2. Algorithms are shaping what fans see
Fandom isn’t about loyalty alone—it’s about discovery. Fans stumble upon highlights, commentary, or backstories via TikTok, YouTube Shorts, and Instagram Reels. In many cases, fans follow the content before they follow the team.
What this means for marketers: Focus on feed-optimized, short-form content. Turn athletes into characters, not just competitors. Partner with creators who get how the algorithm works. Even the best campaign will underperform if it’s not designed for the way fans consume content today.
3. Female fans are driving new growth
Women aren’t just watching—they’re shaping the conversation. The report emphasizes how female fandom is carving out space in sports long dominated by male narratives, from football to motorsport to basketball.
What this means for marketers: Audit your brand messaging and creative. If it’s still anchored to male-first assumptions, you’re alienating half your audience. Women’s sports sponsorships, female athlete ambassadors, and inclusive storytelling are no longer niche—they’re essential.
4. Prestige vs community: choose your lane
Today’s fans are split between two powerful identities: the status-driven, VIP-experience-seeking spectator, and the loyal community builder who values authenticity. Both are valid—but brands need to decide which camp they’re speaking to.
What this means for marketers: Pick a strategy. If you’re aiming for prestige, lean into luxury hospitality, influencer alignments, and aesthetic production. If community is your play, activate grassroots events, local creators, and community-first narratives. Trying to do both will likely dilute your impact.
What marketers should do next
The shifts in APAC fandom aren’t theoretical—they’re already influencing how fans discover, engage, and share. For brand, PR, and sponsorship teams, this is the moment to evolve your playbook. Here's how to align your next move with the fandom of today, not the broadcast era of yesterday.
1. Map brand fit to cultural intersections
Don’t just pick a sport—find where your brand’s identity overlaps with fandom culture. That might mean streetwear in tennis, hip-hop in basketball, or gaming in motorsport. The best partnerships today are multidisciplinary.
2. Plan campaigns with a feed-first mindset
The game may be live, but your content needs to live in the feed. Plan snackable videos, algorithm-friendly edits, and creator collabs that reach fans in their everyday scroll.

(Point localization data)
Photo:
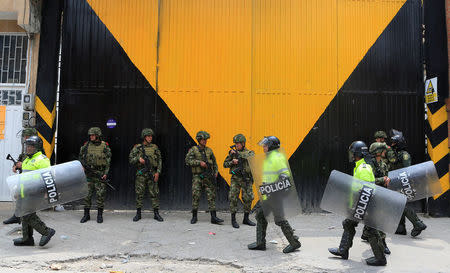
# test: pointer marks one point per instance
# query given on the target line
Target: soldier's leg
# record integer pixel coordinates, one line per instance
(233, 195)
(289, 234)
(346, 239)
(261, 227)
(418, 225)
(247, 198)
(100, 188)
(377, 246)
(140, 192)
(196, 193)
(154, 196)
(210, 188)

● Exercise 1
In the sports fandom excerpt, what two identities are today's fans said to be split between?
● Exercise 2
Write the next part of the sports fandom excerpt, picking up after its last sentence.

● Task result 1
The status-driven, VIP-experience-seeking spectator and the loyal community builder who values authenticity.

● Task result 2
3. Build for female audiences
Women are not a secondary audience. Marketers should design content, ambassador strategies, and activations that reflect diverse female fandom across age, sport, and region.
4. Revisit audience segmentation
Are you chasing high-spend superfans or loyal grassroots communities? Your KPIs, creator partners, and content formats should be different depending on your answer. Use We Are Social’s “Fandom Fabric” framework to clarify positioning.
Why this matters for B2B and brand leaders
The Winning Fans & Feeds in APAC report makes one thing clear: fandom in this region is dynamic, creative, and impossible to box into old frameworks. If you’re a marketer or PR lead working with sports, content, or creators, this report should shape your next move.
- Sponsorship ROI is changing. Visibility is no longer enough—brands must show cultural fluency and audience alignment.
- APAC sports audiences are mobile-first, creator-driven, and culturally nuanced. Campaigns that don’t reflect that will fall flat.
- The female fandom shift isn’t a trend. It’s a structural change that marketers must embrace to future-proof their strategy.
- Feed-based discovery means you’re no longer just competing with other sports brands—you’re up against every other piece of content in the scroll.
Being present at the event is just the start. Winning in this new era means showing up where culture is made—on feeds, in communities, and at the crossroads of passion and platform.